- Problem description -
Rewrite the material below with every "Objective" swapped for "Instruction" and everything else left as it is. Leave the pictures out of your version.

- Material for this exercise -
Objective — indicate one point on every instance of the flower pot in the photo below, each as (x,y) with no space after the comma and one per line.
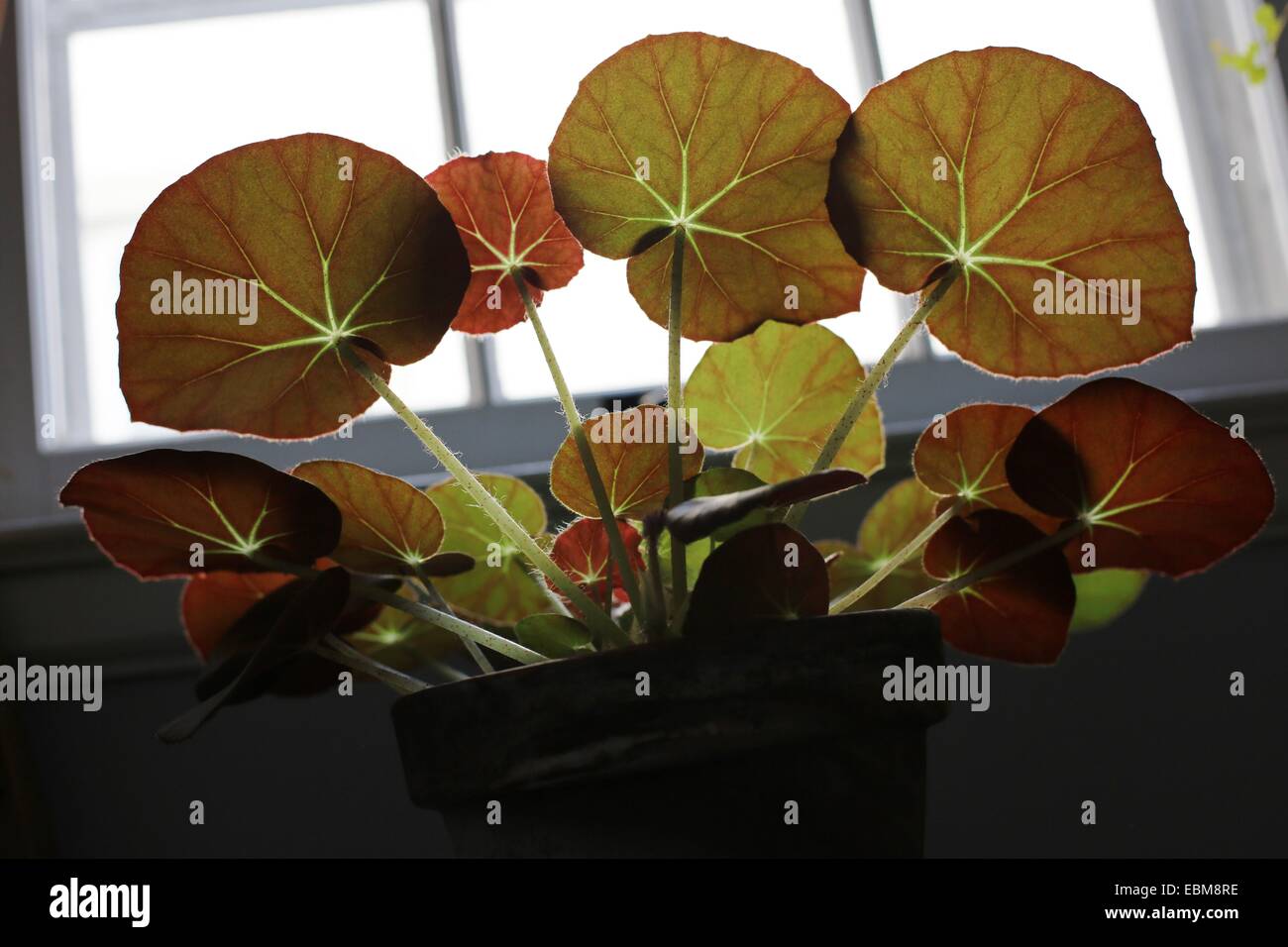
(771,740)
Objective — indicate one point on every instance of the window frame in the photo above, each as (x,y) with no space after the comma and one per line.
(489,432)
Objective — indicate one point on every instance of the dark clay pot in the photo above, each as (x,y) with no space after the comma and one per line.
(735,725)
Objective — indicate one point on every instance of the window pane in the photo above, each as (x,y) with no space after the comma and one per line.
(514,103)
(1128,53)
(149,103)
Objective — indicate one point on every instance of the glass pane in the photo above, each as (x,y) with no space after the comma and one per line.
(513,107)
(149,103)
(1128,53)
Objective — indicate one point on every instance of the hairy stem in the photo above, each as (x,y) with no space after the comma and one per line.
(675,402)
(513,530)
(606,515)
(896,561)
(870,384)
(939,592)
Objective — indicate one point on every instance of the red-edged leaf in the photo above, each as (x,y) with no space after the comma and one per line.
(502,208)
(338,241)
(1020,613)
(387,526)
(146,510)
(1159,486)
(761,574)
(1047,172)
(581,551)
(733,146)
(630,451)
(964,457)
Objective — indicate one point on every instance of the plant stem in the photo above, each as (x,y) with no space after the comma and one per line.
(606,515)
(897,560)
(507,525)
(932,596)
(342,652)
(675,402)
(434,598)
(870,384)
(449,622)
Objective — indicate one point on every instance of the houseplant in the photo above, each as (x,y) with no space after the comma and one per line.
(682,684)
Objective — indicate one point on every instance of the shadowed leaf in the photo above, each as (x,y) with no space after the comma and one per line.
(1044,172)
(338,243)
(776,395)
(146,510)
(502,208)
(1159,486)
(733,144)
(387,526)
(630,451)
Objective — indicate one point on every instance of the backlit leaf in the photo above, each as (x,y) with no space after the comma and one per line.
(581,551)
(1020,167)
(630,451)
(146,510)
(776,395)
(1020,613)
(387,526)
(500,589)
(730,144)
(761,574)
(1103,595)
(1159,486)
(338,243)
(969,460)
(502,208)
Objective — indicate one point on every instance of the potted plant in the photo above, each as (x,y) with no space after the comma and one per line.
(677,669)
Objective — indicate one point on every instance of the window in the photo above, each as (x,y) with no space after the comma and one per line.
(121,97)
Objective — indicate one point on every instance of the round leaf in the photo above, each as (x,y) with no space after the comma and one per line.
(1021,169)
(776,395)
(502,208)
(733,146)
(159,512)
(763,574)
(327,241)
(1020,613)
(630,451)
(500,589)
(387,526)
(1158,484)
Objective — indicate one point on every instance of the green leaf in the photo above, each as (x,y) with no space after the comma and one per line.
(555,635)
(1028,172)
(1103,595)
(338,243)
(500,589)
(732,145)
(776,395)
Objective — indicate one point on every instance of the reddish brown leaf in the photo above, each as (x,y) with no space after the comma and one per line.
(502,208)
(761,574)
(630,451)
(581,551)
(336,240)
(1047,172)
(732,145)
(387,527)
(146,510)
(1020,613)
(964,457)
(1158,484)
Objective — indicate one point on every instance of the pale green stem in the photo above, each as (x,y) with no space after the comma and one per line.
(931,596)
(870,384)
(896,561)
(675,402)
(606,515)
(595,616)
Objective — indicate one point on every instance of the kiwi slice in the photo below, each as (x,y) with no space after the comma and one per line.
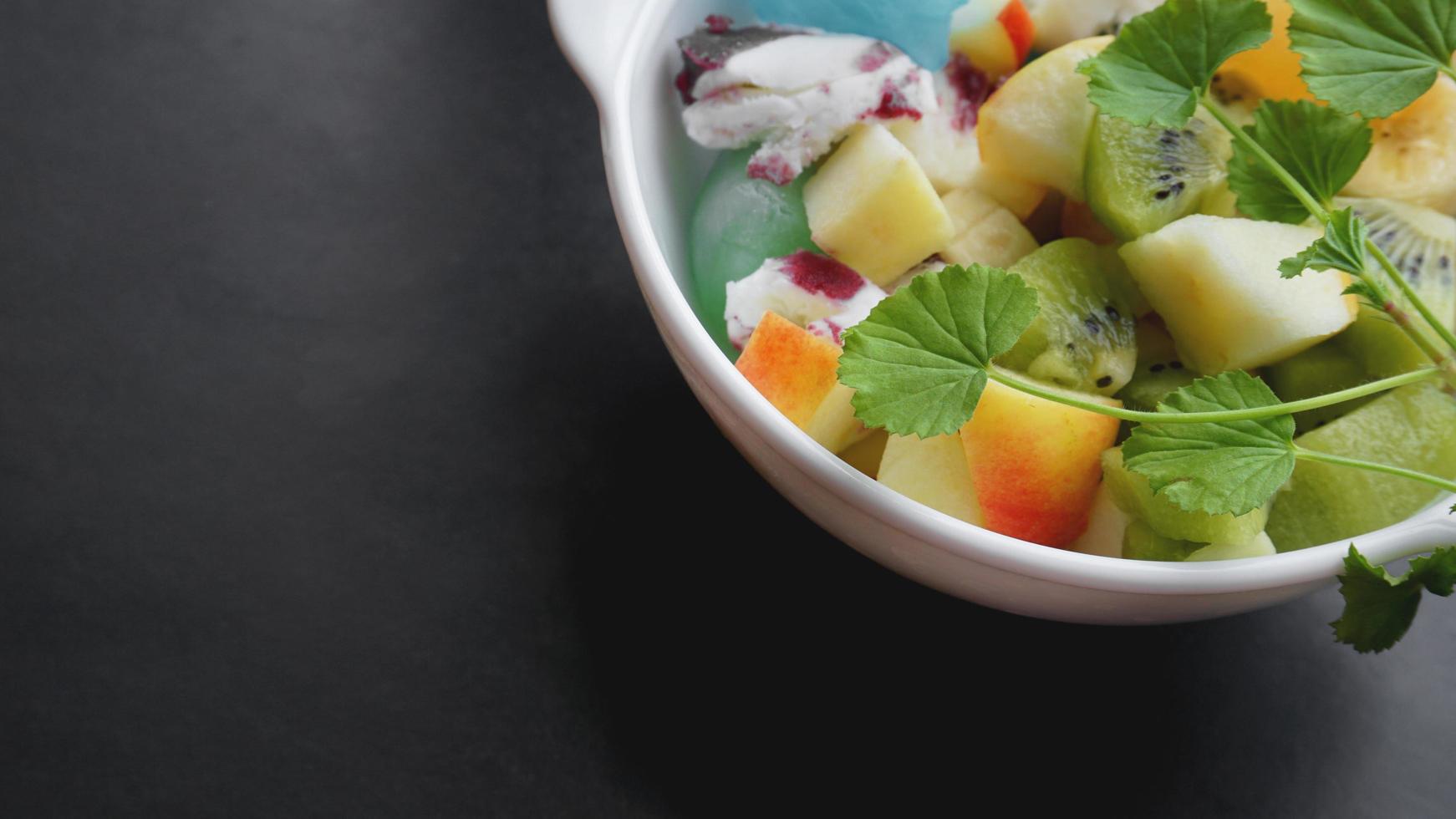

- Complete answer -
Instruction — indicate one point on every instance of the flower pot in the photo below, each as (x,y) with no space after the comma and one per line.
(771,740)
Instruction — indicate one point on every instance of the window frame in the photo above, each as (x,y) with no space after the comma and one per line.
(489,432)
Instruction — indicate one point on every instance of the dark clay pot in the photo above, each as (x,y) with no space after the comma and one per line.
(735,725)
Instruction — indicate one point on every instance of the window pane in the photo above, each as (x,y) with no space after the comma and one per line.
(514,103)
(1128,53)
(149,103)
Instruction — indicate one point on every instance of the glass pane in the photo above, each as (x,y) with no space after the comma and one per line.
(513,107)
(149,103)
(1128,53)
Instruction — indicate one point on every instance of the hairy stem in the photo above, each as (x,y) with no space after the comma and one per line.
(675,402)
(513,530)
(606,515)
(896,561)
(870,384)
(939,592)
Instruction — indicate one point on every instance of the red-edged leaf in the photo above, each as (x,y) with no space after the comma and one per line.
(502,208)
(338,241)
(1020,613)
(387,526)
(146,510)
(1159,486)
(761,574)
(1047,172)
(581,551)
(733,146)
(630,451)
(964,457)
Instruction — indicate one point on every instance of the plant stem in the photo above, each as (x,y) with no space after the comma and one per line.
(606,515)
(897,560)
(507,525)
(932,596)
(342,652)
(675,402)
(434,598)
(870,384)
(449,622)
Instruction — indicate one point on every instance of the houseplant in the photo above, each as (x,y) with no space after the comma and one per line.
(682,684)
Instruction — indicate one point on every instance of the shadowed leaf in the photo above, each as (x,y) with no space after the comma and one per line.
(1044,172)
(338,243)
(776,395)
(146,510)
(502,208)
(1159,486)
(733,144)
(387,526)
(630,451)
Instruction — indicate one point on every instance of the backlit leaf in the photo above, each as (x,y) with no space after the comma and one per line.
(581,551)
(1020,167)
(630,451)
(146,510)
(776,395)
(1020,613)
(387,526)
(500,589)
(730,144)
(761,574)
(1103,595)
(1159,486)
(338,243)
(969,460)
(502,208)
Instruction — indicate one point on every instance of the potted plant in the photo above, each as (x,y) with no space after the comma and one per line.
(677,669)
Instruction — indicate one point on every instance of the window in the photo above, each as (x,y) with no space after the comma and one per line.
(121,97)
Instruction — indicate one point on every instance of the round leaf in the photo above, each as (x,y) with no space after the comma and one per line.
(1021,169)
(776,395)
(502,208)
(733,146)
(159,512)
(763,574)
(327,241)
(1020,613)
(630,451)
(500,589)
(387,526)
(1158,484)
Instruction — indicate one point on every instance of the green leaf in the photo above, each as (x,y) with no space after the comma and one per line.
(555,635)
(1028,172)
(1103,595)
(338,243)
(500,589)
(732,145)
(776,395)
Instruction — indicate one point on every instance of the reddish brown leaf in the photo above, each as (x,y) with no space after the comma and one per line.
(502,208)
(761,574)
(630,451)
(581,551)
(336,240)
(1047,172)
(732,145)
(387,527)
(146,510)
(1020,613)
(964,457)
(1158,484)
Instruction — indicate one point on every instance of the pale green stem in the photo above, each as (x,y) with no space after the comma and one per line.
(931,596)
(870,384)
(896,561)
(675,402)
(606,515)
(595,616)
Instruction — indicate one point on every instance of the kiwi slice in the photo below, each as (x,y) with no space after the comma and one per line.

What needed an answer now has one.